**** Excerpted text ****
Right, then it looks less likely that we are blocked on a mutex.

Every 2 minutes we spin up a go routine which then in turn spins up a bunch
of go routines to collect data from big query & elastic (data collector
routines).
The 2 minutes go routine then in turn waits on waitgroup for data collector
routines to come back. So its not single go routine from our side at least.
>From backtrace we have from sigabort we see only one such data collector go
routine blocked and other 2 2 mins thread waiting on waitgroup.

I see similar issues on the internet. Kubernetes hit the following issue
which has exactly the same signature as us.

https://github.com/kubernetes/kubernetes/issues/53191

I will follow up with big query guys to see what their behavior is. If one
of the requests gets stuck on big query, what do they do with
other requests?
But in that case in our back trace we should see all other requests waiting
in their code which is not the case.



On Wed, Aug 26, 2020 at 7:44 PM Robert Engels <reng...@ix.netcom.com> wrote:

> If you look at the stack trace the futex is because it is trying to
> shutdown the entire process - killing all of the M’s - probably because you
> sent the sigabort
>
> On Aug 26, 2020, at 9:41 PM, Robert Engels <reng...@ix.netcom.com> wrote:
>
> 
> The big query client may be “single threaded” meaning you may need a pool
> of connections. Not sure - haven’t used the BQ library from Go.
>
> If that’s the case a single slow query will block all of your connections
> (if they are all accessing BQ). Plus there are BQ rate limits - when you
> hit those the connector may block - again blocking all clients.
>
> On Aug 26, 2020, at 8:27 PM, Siddhesh Divekar <siddhesh.dive...@gmail.com>
> wrote:
>
> 
> Robert,
>
> That's where the confusion is.
> From the backtrace we see that two go routines are blocked on the
> waitgroup.
> The go routine on which they are blocked is waiting on big query to return.
>
> On every user request we create a new go routine so they shouldn't get
> blocked because of these two.
>
> However, we do see one go routine blocked on futex. Is there a way to know
> from where it originated from ?
> When does golang use futex under the hold so that we can investigate from
> that angle.
>
> goroutine 0 [idle]:
> runtime.futex(0x5b607a8, 0x80, 0x0, 0x0, 0x0, 0x7ffc5dd1bd20, 0x437640,
> 0xc003638038, 0x7ffc5dd1bd48, 0x40c78f, ...)
>         /usr/local/go/src/runtime/sys_linux_amd64.s:535 +0x21
> runtime.futexsleep(0x5b607a8, 0x0, 0xffffffffffffffff)
>         /usr/local/go/src/runtime/os_linux.go:44 +0x46
> runtime.notesleep(0x5b607a8)
>         /usr/local/go/src/runtime/lock_futex.go:151 +0x9f
> runtime.stopm()
>         /usr/local/go/src/runtime/proc.go:1928 +0xc0
> runtime.exitsyscall0(0xc003638000)
****
_Actions to take_.
a - In the thread, what reason does Robert Engels give for the futex appearing in the stack trace?
b - Retype the stretch of the thread from "I will follow" through "not the case.".
c - List every runtime function that appears in the goroutine 0 stack trace quoted in the thread.
The records that come next are separate material, unrelated to the thread.
**** Information given ****
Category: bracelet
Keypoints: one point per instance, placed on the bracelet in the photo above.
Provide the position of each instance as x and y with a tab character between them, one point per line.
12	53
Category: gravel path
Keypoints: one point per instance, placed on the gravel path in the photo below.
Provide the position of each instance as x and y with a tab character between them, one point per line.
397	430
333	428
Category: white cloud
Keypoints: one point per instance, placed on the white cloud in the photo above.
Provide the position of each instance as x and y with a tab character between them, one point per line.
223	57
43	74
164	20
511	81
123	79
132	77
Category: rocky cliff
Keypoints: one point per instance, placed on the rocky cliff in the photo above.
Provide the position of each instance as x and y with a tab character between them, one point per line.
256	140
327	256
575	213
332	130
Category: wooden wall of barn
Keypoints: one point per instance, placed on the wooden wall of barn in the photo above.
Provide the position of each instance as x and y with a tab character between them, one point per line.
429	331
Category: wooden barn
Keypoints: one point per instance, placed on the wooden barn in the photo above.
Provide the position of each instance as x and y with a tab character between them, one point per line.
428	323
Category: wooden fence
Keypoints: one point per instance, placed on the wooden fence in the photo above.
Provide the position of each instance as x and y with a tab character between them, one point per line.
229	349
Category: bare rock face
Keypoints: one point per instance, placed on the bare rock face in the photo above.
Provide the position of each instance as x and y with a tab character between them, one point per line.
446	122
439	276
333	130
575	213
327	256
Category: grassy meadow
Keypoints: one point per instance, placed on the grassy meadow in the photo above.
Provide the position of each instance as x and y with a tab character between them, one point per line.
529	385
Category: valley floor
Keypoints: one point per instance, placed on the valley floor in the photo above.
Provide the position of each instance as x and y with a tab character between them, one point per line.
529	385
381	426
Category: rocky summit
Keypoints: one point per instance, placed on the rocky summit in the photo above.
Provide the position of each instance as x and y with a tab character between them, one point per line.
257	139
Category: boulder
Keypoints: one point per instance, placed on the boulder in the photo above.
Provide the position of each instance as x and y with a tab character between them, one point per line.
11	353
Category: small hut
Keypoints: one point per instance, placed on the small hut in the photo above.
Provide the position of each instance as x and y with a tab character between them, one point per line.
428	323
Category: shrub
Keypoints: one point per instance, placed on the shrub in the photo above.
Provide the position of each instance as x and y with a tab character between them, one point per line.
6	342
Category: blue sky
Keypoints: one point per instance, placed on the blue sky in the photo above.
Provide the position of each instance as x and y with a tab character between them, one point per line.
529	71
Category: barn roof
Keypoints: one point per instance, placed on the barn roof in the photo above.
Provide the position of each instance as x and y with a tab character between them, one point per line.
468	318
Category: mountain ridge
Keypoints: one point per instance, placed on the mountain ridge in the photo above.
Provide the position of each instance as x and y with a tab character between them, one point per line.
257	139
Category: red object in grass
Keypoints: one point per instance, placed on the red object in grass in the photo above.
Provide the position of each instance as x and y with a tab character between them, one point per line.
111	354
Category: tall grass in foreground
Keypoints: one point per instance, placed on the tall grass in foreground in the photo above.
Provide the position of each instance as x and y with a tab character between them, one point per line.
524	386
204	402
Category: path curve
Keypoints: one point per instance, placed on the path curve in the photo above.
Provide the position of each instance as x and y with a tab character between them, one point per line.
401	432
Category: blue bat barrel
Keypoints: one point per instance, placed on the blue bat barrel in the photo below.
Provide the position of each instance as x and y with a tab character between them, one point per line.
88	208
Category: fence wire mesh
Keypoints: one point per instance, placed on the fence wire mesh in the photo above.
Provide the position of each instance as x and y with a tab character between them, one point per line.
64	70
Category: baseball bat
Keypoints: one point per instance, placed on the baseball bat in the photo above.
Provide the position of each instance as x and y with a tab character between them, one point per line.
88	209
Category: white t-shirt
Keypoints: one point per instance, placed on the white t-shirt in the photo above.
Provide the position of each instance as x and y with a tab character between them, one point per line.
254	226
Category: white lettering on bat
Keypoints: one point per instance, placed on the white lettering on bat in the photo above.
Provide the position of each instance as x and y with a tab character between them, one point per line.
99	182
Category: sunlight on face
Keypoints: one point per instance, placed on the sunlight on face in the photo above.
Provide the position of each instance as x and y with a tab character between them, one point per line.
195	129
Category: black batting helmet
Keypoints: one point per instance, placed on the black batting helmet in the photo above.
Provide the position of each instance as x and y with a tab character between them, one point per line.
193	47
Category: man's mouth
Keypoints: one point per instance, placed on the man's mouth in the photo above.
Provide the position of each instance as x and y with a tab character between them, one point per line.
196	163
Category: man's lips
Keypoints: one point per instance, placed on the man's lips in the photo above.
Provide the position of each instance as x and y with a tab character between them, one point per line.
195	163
****
_Per-task outputs_.
a - It is trying to shut down the entire process, killing all of the M's, probably because the sigabort was sent.

b -
I will follow up with big query guys to see what their behavior is. If one
of the requests gets stuck on big query, what do they do with
other requests?
But in that case in our back trace we should see all other requests waiting
in their code which is not the case.

c - runtime.futex, runtime.futexsleep, runtime.notesleep, runtime.stopm, runtime.exitsyscall0